PROBLEM DESCRIPTION = Nothing in the data should be left out, so repeat it all exactly.

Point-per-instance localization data

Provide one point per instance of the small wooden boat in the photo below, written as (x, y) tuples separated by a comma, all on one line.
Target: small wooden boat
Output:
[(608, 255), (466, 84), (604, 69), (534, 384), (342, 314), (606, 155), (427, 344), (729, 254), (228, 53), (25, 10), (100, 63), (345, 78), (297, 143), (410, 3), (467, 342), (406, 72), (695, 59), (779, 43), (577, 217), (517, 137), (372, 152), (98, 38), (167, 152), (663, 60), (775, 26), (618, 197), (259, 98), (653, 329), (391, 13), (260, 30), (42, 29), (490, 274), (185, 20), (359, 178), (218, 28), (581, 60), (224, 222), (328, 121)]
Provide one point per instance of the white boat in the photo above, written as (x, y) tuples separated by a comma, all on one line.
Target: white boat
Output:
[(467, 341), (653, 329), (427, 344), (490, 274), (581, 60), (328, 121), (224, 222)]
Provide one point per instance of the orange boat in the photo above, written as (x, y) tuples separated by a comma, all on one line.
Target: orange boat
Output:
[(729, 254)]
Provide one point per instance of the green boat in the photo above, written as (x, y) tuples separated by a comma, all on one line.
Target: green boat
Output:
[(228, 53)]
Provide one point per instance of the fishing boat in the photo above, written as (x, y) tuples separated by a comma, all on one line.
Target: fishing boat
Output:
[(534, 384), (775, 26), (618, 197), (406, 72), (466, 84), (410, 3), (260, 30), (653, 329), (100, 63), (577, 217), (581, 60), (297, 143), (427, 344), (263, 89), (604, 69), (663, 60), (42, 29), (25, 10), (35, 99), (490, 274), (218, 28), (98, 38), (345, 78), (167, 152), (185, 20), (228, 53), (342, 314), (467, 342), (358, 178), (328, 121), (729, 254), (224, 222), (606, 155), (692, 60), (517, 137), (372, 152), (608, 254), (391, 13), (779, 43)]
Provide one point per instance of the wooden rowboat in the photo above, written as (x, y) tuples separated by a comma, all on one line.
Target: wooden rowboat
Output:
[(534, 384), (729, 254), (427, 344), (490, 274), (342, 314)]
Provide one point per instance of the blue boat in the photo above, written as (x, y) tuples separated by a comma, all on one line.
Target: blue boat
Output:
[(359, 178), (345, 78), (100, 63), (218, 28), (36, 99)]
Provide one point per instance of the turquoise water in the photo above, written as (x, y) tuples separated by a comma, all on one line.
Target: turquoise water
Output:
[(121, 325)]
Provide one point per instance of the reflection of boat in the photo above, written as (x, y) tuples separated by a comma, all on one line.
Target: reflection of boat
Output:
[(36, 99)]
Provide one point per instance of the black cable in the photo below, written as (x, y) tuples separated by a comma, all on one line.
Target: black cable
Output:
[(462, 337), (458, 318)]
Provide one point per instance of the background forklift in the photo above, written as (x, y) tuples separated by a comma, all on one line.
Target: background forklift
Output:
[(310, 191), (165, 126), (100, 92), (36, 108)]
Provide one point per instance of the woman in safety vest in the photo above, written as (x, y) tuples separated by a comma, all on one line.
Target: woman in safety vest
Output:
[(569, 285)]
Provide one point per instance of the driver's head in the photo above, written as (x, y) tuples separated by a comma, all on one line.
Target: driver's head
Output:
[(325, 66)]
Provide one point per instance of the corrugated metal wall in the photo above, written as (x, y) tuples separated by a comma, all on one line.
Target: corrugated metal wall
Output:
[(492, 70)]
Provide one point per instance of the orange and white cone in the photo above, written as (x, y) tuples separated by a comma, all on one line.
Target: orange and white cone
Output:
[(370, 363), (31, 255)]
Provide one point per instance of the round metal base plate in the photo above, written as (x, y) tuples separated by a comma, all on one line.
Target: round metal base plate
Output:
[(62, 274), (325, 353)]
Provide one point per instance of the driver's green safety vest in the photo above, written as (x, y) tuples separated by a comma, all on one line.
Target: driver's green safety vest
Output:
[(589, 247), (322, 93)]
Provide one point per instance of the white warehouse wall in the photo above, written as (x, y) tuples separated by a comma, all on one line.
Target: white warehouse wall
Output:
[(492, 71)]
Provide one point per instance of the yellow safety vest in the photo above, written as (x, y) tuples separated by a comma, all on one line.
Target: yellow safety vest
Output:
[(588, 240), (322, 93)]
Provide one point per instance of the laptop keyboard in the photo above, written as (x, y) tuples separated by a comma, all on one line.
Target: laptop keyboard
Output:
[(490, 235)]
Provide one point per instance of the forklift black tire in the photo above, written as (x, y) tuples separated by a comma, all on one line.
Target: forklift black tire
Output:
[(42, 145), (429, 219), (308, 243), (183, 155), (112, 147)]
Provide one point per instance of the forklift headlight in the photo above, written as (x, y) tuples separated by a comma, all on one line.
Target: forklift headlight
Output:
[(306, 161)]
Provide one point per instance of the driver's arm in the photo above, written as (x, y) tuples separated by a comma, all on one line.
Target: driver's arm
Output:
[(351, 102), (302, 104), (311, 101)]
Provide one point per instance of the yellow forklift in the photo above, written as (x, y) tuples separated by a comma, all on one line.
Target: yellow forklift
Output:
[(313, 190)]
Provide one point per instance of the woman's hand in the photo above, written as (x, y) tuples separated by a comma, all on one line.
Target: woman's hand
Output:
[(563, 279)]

RESPONSE TO THE EXERCISE =
Provide one point per instance of the small wooden boat in the photo below, written as (x, y) tuples separated by a comma, all on one line.
Target: small wooden boat
Output:
[(608, 255), (466, 84), (604, 69), (534, 384), (342, 314), (606, 155), (427, 344), (729, 254), (228, 53), (25, 10), (100, 63), (345, 78), (297, 143), (410, 3), (467, 342), (406, 72), (695, 59), (779, 43), (577, 217), (517, 137), (372, 152), (98, 38), (167, 152), (663, 60), (775, 26), (618, 197), (259, 98), (653, 329), (391, 13), (260, 30), (42, 29), (490, 274), (185, 20), (359, 178), (218, 28), (581, 60), (224, 222), (328, 121)]
Provide one point per instance of the white boat in the photo above, written as (x, y) tuples separated by a comma, all on one line.
Target: white boat
Output:
[(467, 341), (653, 329), (427, 344), (490, 274), (581, 60), (328, 121), (224, 222)]
Provide one point per instance of the orange boat in the photo above, written as (x, y) tuples separated by a comma, all on one line.
Target: orange boat
Output:
[(729, 254)]
Provide one point per instance of the green boat in the photo above, written as (x, y) tuples separated by a comma, all on one line.
Target: green boat
Output:
[(228, 53)]
Provide one point per instance of the fishing boat in the photo above, written as (x, y) tuples separated by a comma, all on one line.
Target: fishing boat
Output:
[(534, 384), (775, 26), (618, 197), (406, 72), (466, 84), (410, 3), (260, 30), (653, 329), (100, 63), (577, 217), (581, 60), (297, 143), (427, 344), (263, 89), (604, 69), (663, 60), (42, 29), (25, 10), (35, 99), (490, 274), (218, 28), (98, 38), (345, 78), (167, 152), (185, 20), (228, 53), (342, 314), (467, 342), (358, 178), (328, 121), (729, 254), (224, 222), (606, 155), (692, 60), (517, 137), (372, 152), (608, 254), (391, 13), (779, 43)]
Provide one point per instance of the wooden rowboat in the photo above, written as (x, y) tuples separated by a comma, all on one line.
Target: wooden rowboat
Output:
[(534, 384), (729, 254), (427, 344), (490, 274), (342, 314)]
Provide one point per instance of the blue boat in the photo above, written as (x, y) tuples separated by a comma, all on one line.
Target: blue boat
Output:
[(359, 178), (345, 78), (100, 63), (218, 28), (36, 99)]
Provide one point per instance of the turquoise water in the photo above, written as (x, y) tuples separated by a comma, all on one line.
Target: turquoise water
Output:
[(121, 325)]
Provide one point per instance of the reflection of boat in the photo above, written as (x, y) tuples separated by a comma, all on one line.
Target: reflection of boat
Output:
[(36, 99)]
Provide one point per instance of the black cable in the photo below, written as (x, y) tuples separated by a comma, all on one line.
Target: black cable
Output:
[(462, 337), (458, 318)]
Provide one point per instance of the background forklift in the photo above, written as (x, y) tuples separated by a comma, all on one line.
Target: background forklift
Output:
[(310, 191), (165, 126), (100, 92), (36, 108)]
Provide one point per instance of the woman in safety vest in the photo above, written as (x, y) tuples separated by a comma, all on one line.
Target: woman in safety vest
Output:
[(569, 285)]
Provide one point per instance of the driver's head in the photo above, written as (x, y) tuples separated by a comma, all on one line.
Target: driver's head
Output:
[(325, 66)]
Provide one point per instance of the corrugated metal wall in the photo above, written as (x, y) tuples separated by a comma, all on one line.
Target: corrugated metal wall
Output:
[(492, 70)]
Provide one point per instance of the orange and white cone in the photo above, written as (x, y) tuples separated by a comma, all on one line.
Target: orange and white cone
Output:
[(370, 363), (31, 255)]
Provide one point per instance of the round metal base plate in the photo above, written as (x, y) tuples separated by a comma, all on one line.
Target: round metal base plate
Output:
[(62, 274), (325, 353)]
Provide one point per instance of the driver's green safety vest in the photo above, written as (x, y) tuples separated by a comma, all on one line.
Target: driver's green safety vest
Output:
[(589, 247), (322, 93)]
Provide one point per instance of the white warehouse wall in the photo above, written as (x, y) tuples separated by a comma, all on one line.
Target: white warehouse wall
Output:
[(492, 71)]
Provide one point per instance of the yellow safety vest in the photo above, written as (x, y) tuples separated by a comma, all on one line.
Target: yellow safety vest
Output:
[(588, 240), (322, 93)]
Provide one point per instance of the laptop keyboard in the photo above, written as (x, y) tuples separated by a comma, all on one line.
Target: laptop keyboard
Output:
[(490, 235)]
Provide one point per instance of the forklift black tire in the photo above, written as (x, y) tuples separated by a comma, all on one line.
Target: forklift black tire
Output:
[(42, 145), (429, 219), (308, 243), (183, 155), (112, 147)]
Provide one point per instance of the forklift headlight in the photo above, written as (x, y) tuples separated by a comma, all on one line.
Target: forklift headlight
Output:
[(306, 161)]
Provide one point per instance of the driver's arm in the photo above, written as (x, y) tuples separated by a comma, all on one line.
Target: driver's arm
Output:
[(351, 102), (302, 104), (311, 101)]
Provide one point per instance of the yellow forklift in the photo above, written as (x, y) tuples separated by a comma, all on one line.
Target: yellow forklift
Output:
[(313, 190)]
Provide one point per instance of the woman's hand in the photo above, written as (x, y) tuples separated by a comma, all on one line.
Target: woman's hand
Output:
[(563, 279)]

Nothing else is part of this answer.